Pointing dataset records:
/---
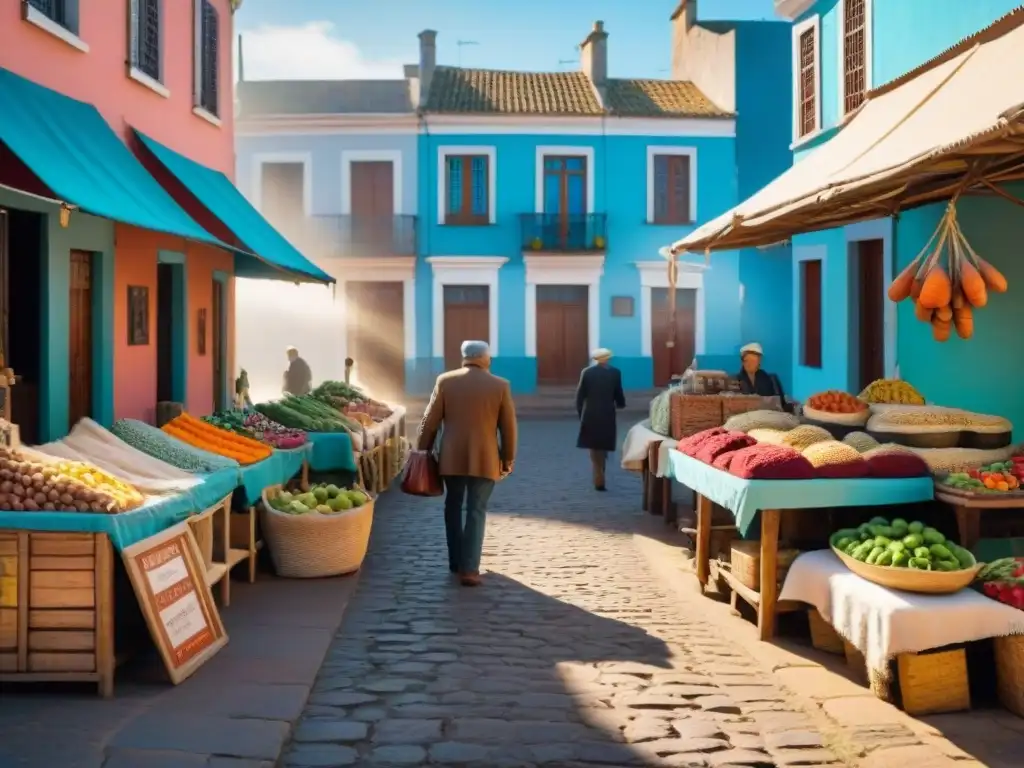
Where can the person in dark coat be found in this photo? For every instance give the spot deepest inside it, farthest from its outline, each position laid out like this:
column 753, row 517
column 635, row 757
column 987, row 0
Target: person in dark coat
column 598, row 394
column 298, row 377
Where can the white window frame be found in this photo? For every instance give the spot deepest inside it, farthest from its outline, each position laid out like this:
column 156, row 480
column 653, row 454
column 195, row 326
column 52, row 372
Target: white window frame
column 842, row 52
column 155, row 85
column 443, row 153
column 464, row 270
column 256, row 181
column 67, row 34
column 814, row 24
column 371, row 156
column 587, row 153
column 655, row 274
column 653, row 151
column 198, row 73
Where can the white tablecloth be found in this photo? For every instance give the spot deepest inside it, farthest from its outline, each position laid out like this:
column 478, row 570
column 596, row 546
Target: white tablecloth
column 636, row 443
column 884, row 623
\---
= Prompt =
Can you rewrite the records above as a numbered list of their lines, skipping any blank lines and leaving the pictures out?

= Finished answer =
1. Where can the person in dark coat be found in this photo? For every instance give the spot deepest inside it, farthest from its outline, each position laid out like this:
2. column 753, row 517
3. column 635, row 757
4. column 987, row 0
5. Target: person in dark coat
6. column 598, row 394
7. column 298, row 377
8. Where can the white window frame be found in this photo? For every instance give the spot deepest inside it, farthest from its outline, each position laid out like this:
9. column 156, row 480
10. column 653, row 454
11. column 195, row 326
12. column 52, row 372
13. Target: white window frame
14. column 842, row 52
15. column 155, row 85
16. column 443, row 153
17. column 464, row 270
18. column 256, row 181
19. column 67, row 34
20. column 814, row 24
21. column 371, row 156
22. column 587, row 153
23. column 655, row 274
24. column 653, row 151
25. column 198, row 73
26. Where can the white tablecloth be found in this photo? For every instance give the spot deepest inside it, farthest from its outline, each position laid out like this:
27. column 478, row 570
28. column 596, row 546
29. Target: white tablecloth
30. column 636, row 443
31. column 884, row 623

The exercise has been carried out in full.